### EXTRAIT DU DOCUMENT
* * *
Depuis le 10 septembre jusqu’au 20 octobre 1830, nous fîmes des observations pendant 17 nuits plus ou moins favorables, dans lesquelles tous les côtés de Mars visibles dans cette opposition se présentèrent plusieurs fois à notre vue. Nous obtînmes 35 dessins de son disque. Nous n’avons pas trouvé à propos d’employer le micromètre, car la faiblesse des taches aperçues ne nous aurait permis de prendre aucune mesure proprement dite, et une appréciation d’après les parties du diamètre du disque nous parut promettre une certitude d’autant plus grande que la tache blanche du pôle austral, qui se montra dès le commencement avec beaucoup de précision, était bien propre à déterminer un méridien divisant le disque. Il s’écoula ordinairement un certain temps jusqu’à ce que la masse de taches, que l’on apercevait d’abord vague et indéterminée, présentât des formes parfaitement distinctes. Le dessin a été exécuté immédiatement devant le télescope : les coordonnées des points les plus distincts ont été déterminées par l’appréciation et représentées graphiquement, le reste du détail a été dessiné plus tard.
* * *
### LISTE DES ITEMS
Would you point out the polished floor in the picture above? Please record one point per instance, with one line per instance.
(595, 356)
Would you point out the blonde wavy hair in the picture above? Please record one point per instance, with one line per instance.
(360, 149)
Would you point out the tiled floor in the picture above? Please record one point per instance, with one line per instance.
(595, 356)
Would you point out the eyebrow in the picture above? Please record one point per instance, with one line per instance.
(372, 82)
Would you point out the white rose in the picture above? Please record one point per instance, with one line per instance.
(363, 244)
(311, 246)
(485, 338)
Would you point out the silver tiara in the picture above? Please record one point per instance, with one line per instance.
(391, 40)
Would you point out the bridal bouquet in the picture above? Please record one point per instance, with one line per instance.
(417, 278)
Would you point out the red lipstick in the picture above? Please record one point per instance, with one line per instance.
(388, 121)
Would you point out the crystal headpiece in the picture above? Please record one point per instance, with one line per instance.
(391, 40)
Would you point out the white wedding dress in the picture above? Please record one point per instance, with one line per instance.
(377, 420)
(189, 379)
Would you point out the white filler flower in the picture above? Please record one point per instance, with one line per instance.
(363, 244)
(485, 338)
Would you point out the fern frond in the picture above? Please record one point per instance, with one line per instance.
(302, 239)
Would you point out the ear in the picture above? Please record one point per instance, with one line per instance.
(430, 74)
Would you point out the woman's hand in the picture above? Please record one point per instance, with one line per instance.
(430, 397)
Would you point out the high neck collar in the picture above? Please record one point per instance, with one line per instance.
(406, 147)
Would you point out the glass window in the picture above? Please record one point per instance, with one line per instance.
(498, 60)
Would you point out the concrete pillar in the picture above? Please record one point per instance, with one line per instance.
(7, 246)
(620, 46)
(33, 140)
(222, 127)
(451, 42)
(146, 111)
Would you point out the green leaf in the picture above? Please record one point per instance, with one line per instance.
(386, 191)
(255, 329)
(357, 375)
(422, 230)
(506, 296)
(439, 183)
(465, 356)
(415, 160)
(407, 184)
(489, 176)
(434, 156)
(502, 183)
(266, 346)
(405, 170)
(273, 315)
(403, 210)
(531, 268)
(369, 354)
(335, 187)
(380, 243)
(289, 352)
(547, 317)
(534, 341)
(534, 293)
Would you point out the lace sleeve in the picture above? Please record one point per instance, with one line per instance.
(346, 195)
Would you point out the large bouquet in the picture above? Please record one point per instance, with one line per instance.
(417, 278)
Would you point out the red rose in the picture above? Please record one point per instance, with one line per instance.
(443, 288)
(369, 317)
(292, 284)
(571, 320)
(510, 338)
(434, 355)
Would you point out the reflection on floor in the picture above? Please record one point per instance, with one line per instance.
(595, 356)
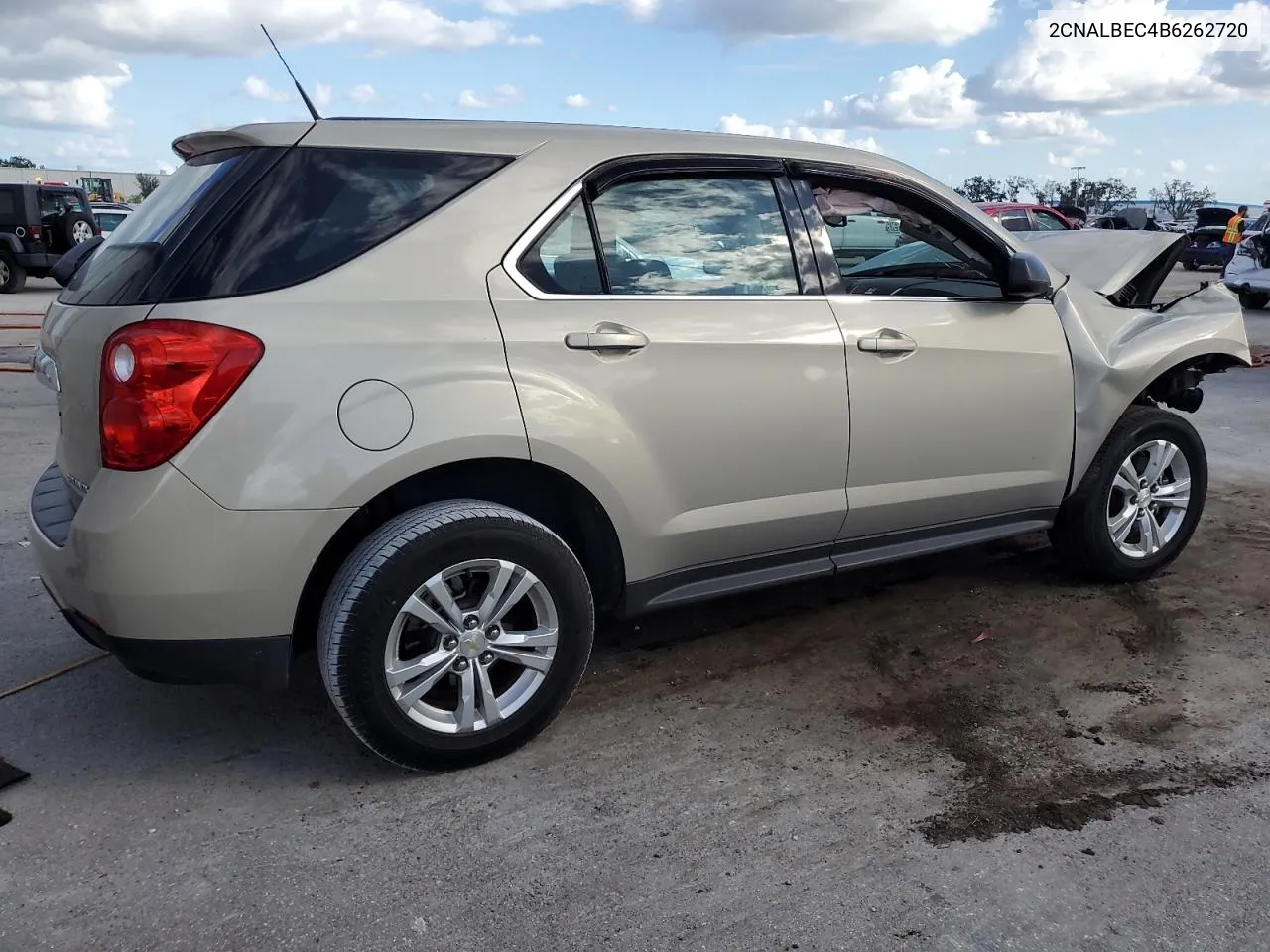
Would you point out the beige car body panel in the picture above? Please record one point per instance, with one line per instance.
(766, 430)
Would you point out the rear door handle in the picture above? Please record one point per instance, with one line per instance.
(604, 340)
(887, 341)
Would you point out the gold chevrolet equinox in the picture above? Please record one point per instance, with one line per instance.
(431, 397)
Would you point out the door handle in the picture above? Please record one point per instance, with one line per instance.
(604, 340)
(887, 341)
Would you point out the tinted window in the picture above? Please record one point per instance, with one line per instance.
(119, 272)
(55, 203)
(318, 208)
(563, 261)
(1014, 220)
(1048, 222)
(921, 258)
(695, 236)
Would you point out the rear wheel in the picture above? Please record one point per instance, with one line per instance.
(454, 634)
(1254, 299)
(1139, 503)
(13, 277)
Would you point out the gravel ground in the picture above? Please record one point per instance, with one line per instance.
(834, 766)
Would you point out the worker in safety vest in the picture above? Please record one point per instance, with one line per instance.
(1234, 227)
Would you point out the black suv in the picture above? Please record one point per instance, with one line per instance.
(39, 223)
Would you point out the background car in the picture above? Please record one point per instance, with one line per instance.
(39, 223)
(1205, 245)
(1019, 216)
(111, 214)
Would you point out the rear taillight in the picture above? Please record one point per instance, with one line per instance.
(162, 381)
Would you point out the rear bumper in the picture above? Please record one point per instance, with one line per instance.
(263, 661)
(181, 589)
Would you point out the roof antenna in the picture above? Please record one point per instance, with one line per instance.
(300, 89)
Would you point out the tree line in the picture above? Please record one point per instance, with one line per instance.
(1179, 198)
(146, 181)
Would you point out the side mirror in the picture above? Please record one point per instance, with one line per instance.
(1028, 277)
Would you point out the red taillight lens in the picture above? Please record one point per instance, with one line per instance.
(162, 381)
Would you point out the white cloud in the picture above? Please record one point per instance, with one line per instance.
(1037, 126)
(738, 126)
(84, 102)
(1071, 158)
(257, 87)
(504, 94)
(913, 98)
(99, 151)
(853, 21)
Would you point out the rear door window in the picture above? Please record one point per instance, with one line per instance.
(1048, 222)
(1015, 220)
(318, 208)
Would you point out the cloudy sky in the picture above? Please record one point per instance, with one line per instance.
(955, 86)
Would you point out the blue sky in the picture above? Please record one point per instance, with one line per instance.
(953, 86)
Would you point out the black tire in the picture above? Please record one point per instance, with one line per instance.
(391, 565)
(1254, 299)
(1080, 534)
(13, 276)
(68, 222)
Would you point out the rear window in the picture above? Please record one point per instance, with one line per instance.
(119, 272)
(254, 220)
(318, 208)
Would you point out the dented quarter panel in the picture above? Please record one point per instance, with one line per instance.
(1118, 352)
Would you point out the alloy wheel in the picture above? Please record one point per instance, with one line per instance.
(471, 647)
(1148, 499)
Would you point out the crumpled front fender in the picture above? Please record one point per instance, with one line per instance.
(1118, 353)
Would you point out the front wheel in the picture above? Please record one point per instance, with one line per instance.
(454, 634)
(13, 278)
(1139, 503)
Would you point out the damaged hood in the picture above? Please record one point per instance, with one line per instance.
(1127, 267)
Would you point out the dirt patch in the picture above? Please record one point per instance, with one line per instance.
(1076, 706)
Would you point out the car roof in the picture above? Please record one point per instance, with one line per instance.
(508, 137)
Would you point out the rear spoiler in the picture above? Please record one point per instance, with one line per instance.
(266, 134)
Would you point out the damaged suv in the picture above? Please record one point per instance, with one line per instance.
(405, 393)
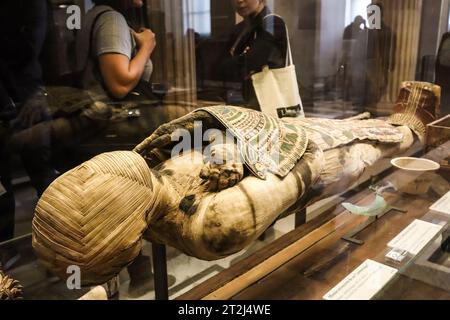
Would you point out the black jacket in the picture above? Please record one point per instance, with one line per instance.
(253, 44)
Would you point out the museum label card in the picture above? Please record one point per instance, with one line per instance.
(2, 190)
(415, 237)
(363, 283)
(443, 205)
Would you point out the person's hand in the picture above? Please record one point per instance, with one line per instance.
(163, 137)
(145, 37)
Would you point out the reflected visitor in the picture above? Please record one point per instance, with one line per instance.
(259, 40)
(22, 33)
(354, 61)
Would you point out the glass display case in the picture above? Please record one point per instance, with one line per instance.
(372, 79)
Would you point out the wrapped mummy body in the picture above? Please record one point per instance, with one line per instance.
(95, 215)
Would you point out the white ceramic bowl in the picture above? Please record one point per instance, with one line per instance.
(416, 174)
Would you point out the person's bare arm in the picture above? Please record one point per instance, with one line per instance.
(120, 74)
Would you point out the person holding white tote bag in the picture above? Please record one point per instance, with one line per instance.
(277, 89)
(258, 55)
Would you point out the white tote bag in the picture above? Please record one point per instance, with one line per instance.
(277, 89)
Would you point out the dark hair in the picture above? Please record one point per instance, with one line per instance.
(123, 6)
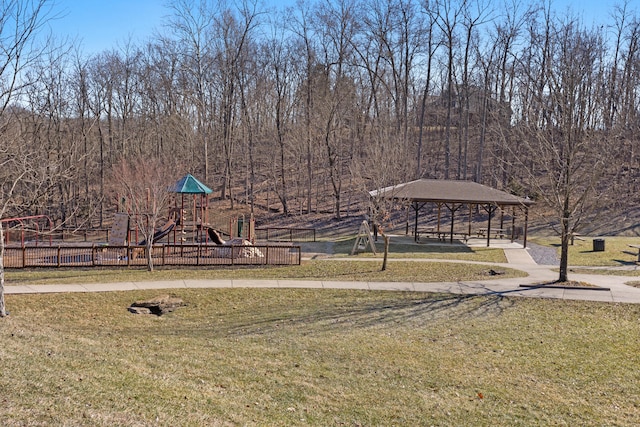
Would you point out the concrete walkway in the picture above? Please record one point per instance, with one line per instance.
(614, 290)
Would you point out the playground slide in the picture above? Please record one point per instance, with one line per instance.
(166, 229)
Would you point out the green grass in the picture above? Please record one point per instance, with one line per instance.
(260, 357)
(352, 270)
* * *
### CONSIGNE
Poursuivez le texte sur les observations de Mars de 1830 à partir de sa dernière phrase.

### RÉSULTAT
La tache la plus caractéristique qui ait frappé les observateurs est la petite tache ronde paraissant suspendue à un ruban ondulé que l’on voit sur les dessins nos  1, 2, 3, 14, 15 et 16 de 1830 et 4 de 1832 (voyez la fig. 67). Cette tache est la baie du Méridien de notre carte, à proximité du détroit Herschel II. Mais écoutons les observateurs eux-mêmes.

Une petite tache a, d’un noir très prononcé, se distingua si fortement des autres dès la première observation, par ses limites bien marquées, et fut si rapprochée de l’équateur supposé, que nous crûmes devoir la choisir pour notre tache normale dans la détermination de la rotation[1]. Elle parut à 9h 30m (fig. 1) à la faible distance de 7° d’arc de Mars du méridien central. Le 14, nous la vîmes depuis 10h (fig. 2) jusqu’à 15h 15m (fig. 4) s’avancer depuis l’hémisphère oriental jusque dans la proximité du bord occidental ; nous en avons pris cinq dessins. Le 15, à 8h 50m (fig. 5), elle n’était pas encore visible ; elle ne le fut qu’à 13h 15m.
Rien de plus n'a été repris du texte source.